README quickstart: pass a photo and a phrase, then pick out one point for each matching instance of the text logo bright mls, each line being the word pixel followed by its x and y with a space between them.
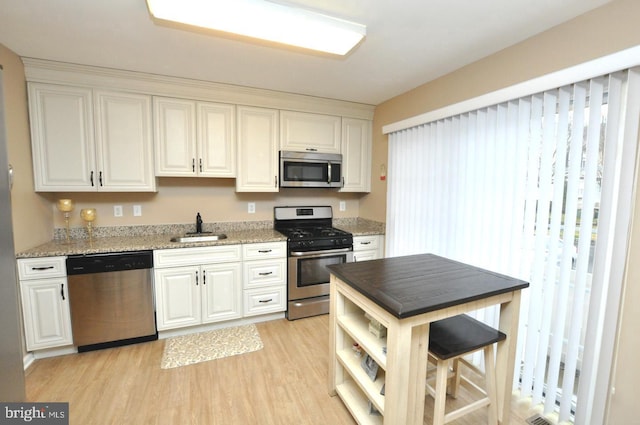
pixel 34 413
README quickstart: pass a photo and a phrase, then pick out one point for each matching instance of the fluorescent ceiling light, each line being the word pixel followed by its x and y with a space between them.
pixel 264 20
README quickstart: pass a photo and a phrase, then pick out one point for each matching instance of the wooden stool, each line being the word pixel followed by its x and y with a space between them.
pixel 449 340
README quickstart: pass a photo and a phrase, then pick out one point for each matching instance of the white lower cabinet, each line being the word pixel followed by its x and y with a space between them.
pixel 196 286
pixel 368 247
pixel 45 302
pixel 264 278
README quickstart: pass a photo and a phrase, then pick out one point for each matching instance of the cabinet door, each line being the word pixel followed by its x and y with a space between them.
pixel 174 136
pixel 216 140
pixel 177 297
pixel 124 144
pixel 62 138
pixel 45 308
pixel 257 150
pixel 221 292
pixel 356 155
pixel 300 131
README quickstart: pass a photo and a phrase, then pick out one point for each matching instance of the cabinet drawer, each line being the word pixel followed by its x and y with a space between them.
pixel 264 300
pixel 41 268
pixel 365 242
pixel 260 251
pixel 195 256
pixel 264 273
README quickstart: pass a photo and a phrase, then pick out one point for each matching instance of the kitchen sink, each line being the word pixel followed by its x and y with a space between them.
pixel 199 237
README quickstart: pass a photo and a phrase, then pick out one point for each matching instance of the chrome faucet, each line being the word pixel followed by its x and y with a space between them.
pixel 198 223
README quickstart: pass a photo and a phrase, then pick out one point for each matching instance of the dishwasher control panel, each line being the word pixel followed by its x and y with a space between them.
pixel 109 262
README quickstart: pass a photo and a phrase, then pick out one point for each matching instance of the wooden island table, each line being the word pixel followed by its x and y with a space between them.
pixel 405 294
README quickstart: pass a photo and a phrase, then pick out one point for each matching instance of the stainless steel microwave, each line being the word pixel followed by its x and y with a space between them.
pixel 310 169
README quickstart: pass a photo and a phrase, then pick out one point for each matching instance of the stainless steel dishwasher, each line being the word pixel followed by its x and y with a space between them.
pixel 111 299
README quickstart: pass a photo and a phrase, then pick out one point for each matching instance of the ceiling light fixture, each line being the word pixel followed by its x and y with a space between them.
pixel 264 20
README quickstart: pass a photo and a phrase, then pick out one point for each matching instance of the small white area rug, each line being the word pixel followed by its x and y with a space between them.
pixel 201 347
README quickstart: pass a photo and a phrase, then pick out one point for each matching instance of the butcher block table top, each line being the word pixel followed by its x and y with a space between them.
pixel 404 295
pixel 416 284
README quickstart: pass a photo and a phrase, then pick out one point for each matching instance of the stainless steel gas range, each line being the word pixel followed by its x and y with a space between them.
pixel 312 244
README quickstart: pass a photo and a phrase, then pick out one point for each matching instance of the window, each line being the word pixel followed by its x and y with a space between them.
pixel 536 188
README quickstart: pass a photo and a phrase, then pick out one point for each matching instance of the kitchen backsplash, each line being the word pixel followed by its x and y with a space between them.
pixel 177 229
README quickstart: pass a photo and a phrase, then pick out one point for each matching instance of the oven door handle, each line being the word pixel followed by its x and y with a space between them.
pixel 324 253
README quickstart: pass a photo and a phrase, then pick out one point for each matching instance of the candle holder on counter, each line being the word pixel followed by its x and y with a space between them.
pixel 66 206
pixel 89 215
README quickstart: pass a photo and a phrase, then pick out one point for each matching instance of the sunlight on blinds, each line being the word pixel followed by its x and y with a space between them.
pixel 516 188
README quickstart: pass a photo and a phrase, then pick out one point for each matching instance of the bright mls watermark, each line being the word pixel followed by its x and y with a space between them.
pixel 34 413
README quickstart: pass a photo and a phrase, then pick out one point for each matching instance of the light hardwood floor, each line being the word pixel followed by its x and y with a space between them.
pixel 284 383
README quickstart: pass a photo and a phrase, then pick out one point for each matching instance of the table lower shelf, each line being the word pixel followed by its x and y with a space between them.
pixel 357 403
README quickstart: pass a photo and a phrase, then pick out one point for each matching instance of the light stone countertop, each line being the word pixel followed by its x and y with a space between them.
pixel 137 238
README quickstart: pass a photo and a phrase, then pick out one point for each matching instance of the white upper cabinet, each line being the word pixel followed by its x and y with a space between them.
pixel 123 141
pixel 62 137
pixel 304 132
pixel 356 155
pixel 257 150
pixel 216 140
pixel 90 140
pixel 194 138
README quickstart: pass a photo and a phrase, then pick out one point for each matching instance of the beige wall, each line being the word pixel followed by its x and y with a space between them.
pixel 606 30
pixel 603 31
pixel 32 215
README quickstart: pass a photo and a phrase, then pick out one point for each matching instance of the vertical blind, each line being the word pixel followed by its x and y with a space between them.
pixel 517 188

◇ ◇ ◇ ◇ ◇ ◇ ◇

练习题目: 请将含有“of the small”的行与含有“pixel 312 244”的行之间的各行（首尾两行都算在内）转成 Markdown 表格，两列分别为“行号”和“内容”，空行略去。

练习答案:
| 行号 | 内容 |
|---|---|
| 1 | README quickstart: pass a photo and a phrase, then pick out one point for each matching instance of the small white area rug, each line being the word pixel followed by its x and y with a space between them. |
| 2 | pixel 201 347 |
| 3 | README quickstart: pass a photo and a phrase, then pick out one point for each matching instance of the butcher block table top, each line being the word pixel followed by its x and y with a space between them. |
| 4 | pixel 404 295 |
| 5 | pixel 416 284 |
| 6 | README quickstart: pass a photo and a phrase, then pick out one point for each matching instance of the stainless steel gas range, each line being the word pixel followed by its x and y with a space between them. |
| 7 | pixel 312 244 |